» Objective:
Turn every line of the entries below into a numbered list, skipping any blank lines.

» Information provided:
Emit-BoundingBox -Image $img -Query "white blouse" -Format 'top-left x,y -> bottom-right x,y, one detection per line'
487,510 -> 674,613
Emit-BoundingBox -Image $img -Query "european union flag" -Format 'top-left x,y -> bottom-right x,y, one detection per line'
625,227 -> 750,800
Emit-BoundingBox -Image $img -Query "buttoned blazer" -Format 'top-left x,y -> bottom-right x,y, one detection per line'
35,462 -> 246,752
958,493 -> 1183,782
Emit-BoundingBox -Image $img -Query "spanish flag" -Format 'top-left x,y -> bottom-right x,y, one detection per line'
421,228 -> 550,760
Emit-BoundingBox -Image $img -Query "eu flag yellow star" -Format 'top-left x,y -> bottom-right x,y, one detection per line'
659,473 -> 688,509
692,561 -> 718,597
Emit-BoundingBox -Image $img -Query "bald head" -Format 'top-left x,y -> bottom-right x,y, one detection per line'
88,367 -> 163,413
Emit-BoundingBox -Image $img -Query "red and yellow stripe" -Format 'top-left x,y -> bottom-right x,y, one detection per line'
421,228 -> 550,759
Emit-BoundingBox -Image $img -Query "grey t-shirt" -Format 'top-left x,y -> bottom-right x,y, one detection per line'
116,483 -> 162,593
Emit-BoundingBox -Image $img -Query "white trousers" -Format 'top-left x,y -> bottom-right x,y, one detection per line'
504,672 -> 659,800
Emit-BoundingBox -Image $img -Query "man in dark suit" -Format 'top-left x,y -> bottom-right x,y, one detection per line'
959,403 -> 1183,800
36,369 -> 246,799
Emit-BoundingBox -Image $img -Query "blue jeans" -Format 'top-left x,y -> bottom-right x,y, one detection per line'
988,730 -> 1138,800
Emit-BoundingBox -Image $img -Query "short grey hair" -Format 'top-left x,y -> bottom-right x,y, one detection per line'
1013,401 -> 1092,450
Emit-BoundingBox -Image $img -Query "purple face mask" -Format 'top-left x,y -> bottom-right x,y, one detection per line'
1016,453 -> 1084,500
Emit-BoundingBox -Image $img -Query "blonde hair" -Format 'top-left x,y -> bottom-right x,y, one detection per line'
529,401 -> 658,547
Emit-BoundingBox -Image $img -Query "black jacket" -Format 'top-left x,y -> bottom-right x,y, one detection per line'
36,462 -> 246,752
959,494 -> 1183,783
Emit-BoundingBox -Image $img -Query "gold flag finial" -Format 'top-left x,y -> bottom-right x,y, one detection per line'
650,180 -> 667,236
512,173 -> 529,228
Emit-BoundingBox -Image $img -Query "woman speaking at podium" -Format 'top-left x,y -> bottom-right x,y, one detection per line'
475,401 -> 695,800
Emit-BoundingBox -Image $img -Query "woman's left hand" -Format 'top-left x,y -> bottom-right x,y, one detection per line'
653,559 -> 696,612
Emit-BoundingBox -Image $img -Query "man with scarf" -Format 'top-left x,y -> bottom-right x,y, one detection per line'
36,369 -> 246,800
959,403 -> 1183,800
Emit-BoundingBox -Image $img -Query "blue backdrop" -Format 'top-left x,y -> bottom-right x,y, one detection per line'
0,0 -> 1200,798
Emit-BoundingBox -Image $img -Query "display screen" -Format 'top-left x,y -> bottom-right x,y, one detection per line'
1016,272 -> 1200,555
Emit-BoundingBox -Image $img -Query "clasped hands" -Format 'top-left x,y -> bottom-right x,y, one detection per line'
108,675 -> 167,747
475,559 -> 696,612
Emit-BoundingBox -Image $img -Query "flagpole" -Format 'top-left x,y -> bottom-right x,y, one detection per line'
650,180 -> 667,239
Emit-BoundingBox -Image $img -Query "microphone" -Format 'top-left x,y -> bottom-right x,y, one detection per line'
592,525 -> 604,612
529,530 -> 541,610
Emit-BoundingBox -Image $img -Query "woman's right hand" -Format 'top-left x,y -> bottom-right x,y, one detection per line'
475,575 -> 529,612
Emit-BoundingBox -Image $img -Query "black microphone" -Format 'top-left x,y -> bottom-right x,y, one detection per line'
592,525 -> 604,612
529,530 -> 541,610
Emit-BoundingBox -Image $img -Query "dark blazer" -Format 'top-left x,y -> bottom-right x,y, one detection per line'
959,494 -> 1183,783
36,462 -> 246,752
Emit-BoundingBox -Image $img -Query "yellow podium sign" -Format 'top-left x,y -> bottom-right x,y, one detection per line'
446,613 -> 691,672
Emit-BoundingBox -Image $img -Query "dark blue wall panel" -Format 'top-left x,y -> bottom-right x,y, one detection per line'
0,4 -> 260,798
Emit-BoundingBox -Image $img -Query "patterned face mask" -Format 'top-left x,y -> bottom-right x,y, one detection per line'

» Finished answer:
1. Emit-BoundingBox -Image $img -Query "white blouse" -Format 'top-left x,y -> bottom-right x,y, one detection per line'
2. 487,510 -> 674,613
3. Emit-BoundingBox -Image $img -Query "european union flag" -Format 'top-left x,y -> bottom-right x,y, one detection per line'
4. 625,227 -> 750,800
5. Emit-BoundingBox -Image $img -Query "buttoned blazer" -Format 'top-left x,y -> bottom-right x,y, one detection per line'
6. 35,462 -> 246,752
7. 958,493 -> 1183,782
8. Emit-BoundingBox -Image $img -Query "spanish flag" -Format 'top-left x,y -> bottom-right x,y, one detection per line'
9. 421,228 -> 550,760
10. Emit-BoundingBox -Image $img -Query "eu flag yellow star" -Format 'top-left x,y -> bottom-right x,y, one detection per line'
11. 659,473 -> 688,509
12. 692,561 -> 718,597
13. Emit-BoundingBox -Image $img -Query "bald head" -Format 'top-left x,y -> bottom-right x,y, one detection per line'
14. 88,367 -> 163,413
15. Emit-BoundingBox -Image $img -Query "red and yellow stripe" -Format 'top-left x,y -> bottom-right x,y, one detection per line'
16. 421,228 -> 550,759
17. Emit-BoundingBox -Image $img -Query "grey t-shirt" -Format 'top-left x,y -> bottom-right x,y, one detection per line'
18. 116,483 -> 162,593
19. Emit-BoundingBox -Image $img -Query "white trousers" -Format 'top-left x,y -> bottom-right x,y, one detection per line'
20. 504,672 -> 659,800
21. Emit-BoundingBox -Image $img -Query "man in dark suit" -Format 'top-left x,y -> bottom-right x,y, one detection per line'
22. 959,403 -> 1183,800
23. 36,369 -> 246,799
24. Emit-BoundingBox -Image $img -Query "blue jeans" -Format 'top-left x,y -> bottom-right x,y, one detection per line'
25. 988,730 -> 1138,800
26. Emit-BoundingBox -Image $img -Query "short grey hair" -Format 'top-left x,y -> bottom-right x,y, one detection per line'
27. 1013,401 -> 1092,450
28. Emit-BoundingBox -Image $img -Query "purple face mask" -Format 'top-left x,y -> bottom-right x,y, one detection per line'
29. 1016,453 -> 1084,500
30. Emit-BoundingBox -Image $img -Query "blonde hair" -Format 'top-left x,y -> bottom-right x,y, one detection per line'
31. 529,401 -> 658,547
32. Emit-BoundingBox -Image $img -Query "black jacket" -Format 'top-left x,y -> bottom-right x,y, one detection per line'
33. 36,462 -> 246,752
34. 959,494 -> 1183,783
35. Emit-BoundingBox -Image $img -Query "gold flag finial" -Format 'top-left x,y -> bottom-right x,y, one detection per line'
36. 650,180 -> 667,236
37. 512,173 -> 529,228
38. Emit-BoundingBox -Image $img -Query "woman speaking at podium" -Format 'top-left x,y -> bottom-right x,y, one detection per line'
39. 475,401 -> 695,800
40. Emit-BoundingBox -Image $img -Query "woman's left hand" -Format 'top-left x,y -> bottom-right x,y, one detection per line'
41. 653,559 -> 696,612
42. Emit-BoundingBox -Image $img -Query "man with scarf" -Format 'top-left x,y -> bottom-right x,y, one detection per line'
43. 36,369 -> 246,800
44. 959,403 -> 1183,800
45. Emit-BoundingBox -Image $img -Query "blue backdrop" -Format 'top-left x,y -> bottom-right x,y, one detection per line'
46. 0,0 -> 1200,798
47. Emit-BoundingBox -Image $img -Query "display screen" -Format 'top-left x,y -> bottom-right x,y, one detection per line'
48. 1016,272 -> 1200,555
49. Emit-BoundingBox -Image $img -Query "clasped hands" -Format 'top-left x,y -> bottom-right x,y, one detection per line'
50. 108,675 -> 167,747
51. 475,559 -> 696,612
52. Emit-BoundingBox -Image $img -Query "flagpole" -Format 'top-left x,y -> bottom-right x,y, one detection per line'
53. 650,180 -> 667,239
54. Emit-BoundingBox -Image $img -Query "microphone" -Format 'top-left x,y -> bottom-right x,y, one detection per line'
55. 592,525 -> 604,612
56. 529,530 -> 541,610
57. Emit-BoundingBox -Image $img -Query "woman's right hand" -Format 'top-left x,y -> bottom-right x,y, one detection per line'
58. 475,575 -> 529,612
59. Emit-BoundingBox -Image $img -Query "black microphone" -Format 'top-left x,y -> bottom-right x,y, one detection per line'
60. 592,525 -> 604,612
61. 529,530 -> 541,610
62. Emit-BoundingBox -Image $img -Query "dark blazer" -Format 'top-left x,y -> bottom-right x,y, one detection per line'
63. 959,494 -> 1183,783
64. 36,462 -> 246,752
65. Emit-BoundingBox -Image $img -Query "yellow podium sign" -Format 'top-left x,y -> bottom-right x,y, one detection per line'
66. 446,613 -> 691,672
67. Emit-BoundingBox -Image $img -Query "dark blue wall panel" -Format 'top-left x,y -> bottom-right x,y, one detection per line'
68. 0,4 -> 260,798
69. Emit-BoundingBox -Image $img -Query "patterned face mask" -Format 'top-left x,y -> bottom-right x,y, one detection per line'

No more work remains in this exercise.